▶ _Excerpt provided_

Recognize Printed Text - Recognize Printed Text

Reference

Service:: Azure AI Services

API Version:: 2.1

Optical Character Recognition (OCR) detects text in an image and extracts the recognized characters into a machine-usable character stream. Upon success, the OCR results will be returned. Upon failure, the error code together with an error message will be returned. The error code can be one of InvalidImageUrl, InvalidImageFormat, InvalidImageSize, NotSupportedImage, NotSupportedLanguage, or InternalServerError.

POST {Endpoint}/vision/v2.1/ocr?detectOrientation={detectOrientation}

With optional parameters:

POST {Endpoint}/vision/v2.1/ocr?detectOrientation={detectOrientation}&language={language}

URI Parameters

Name	In	Required	Type	Description
Endpoint	path	True	string	Supported Cognitive Services endpoints.
detectOrientation	query	True	boolean	Whether detect the text orientation in the image. With detectOrientation=true the OCR service tries to detect the image orientation and correct it before further processing (e.g. if it's upside-down).
language	query		OcrLanguages	The BCP-47 language code of the text to be detected in the image. The default value is 'unk'.

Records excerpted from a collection
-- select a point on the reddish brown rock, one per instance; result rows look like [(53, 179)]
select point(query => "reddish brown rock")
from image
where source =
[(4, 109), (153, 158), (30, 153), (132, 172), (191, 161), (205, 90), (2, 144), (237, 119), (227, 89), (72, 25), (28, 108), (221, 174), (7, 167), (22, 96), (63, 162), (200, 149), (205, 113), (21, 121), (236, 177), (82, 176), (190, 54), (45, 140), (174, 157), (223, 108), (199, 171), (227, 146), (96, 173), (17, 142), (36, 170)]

▶ _Request 1_
Using the OCR reference page, explain what happens when detectOrientation is set to true.
▶ _Request 2_
According to the OCR reference page, what is the default value of the language parameter?
▶ _Request 3_
List every error code the OCR reference page says can be returned on failure.

▶ _Result 1_
With detectOrientation=true, the OCR service tries to detect the image's orientation and correct it before further processing, for example when the image is upside-down.

▶ _Result 2_
The default value is 'unk'.

▶ _Result 3_
- InvalidImageUrl
- InvalidImageFormat
- InvalidImageSize
- NotSupportedImage
- NotSupportedLanguage
- InternalServerError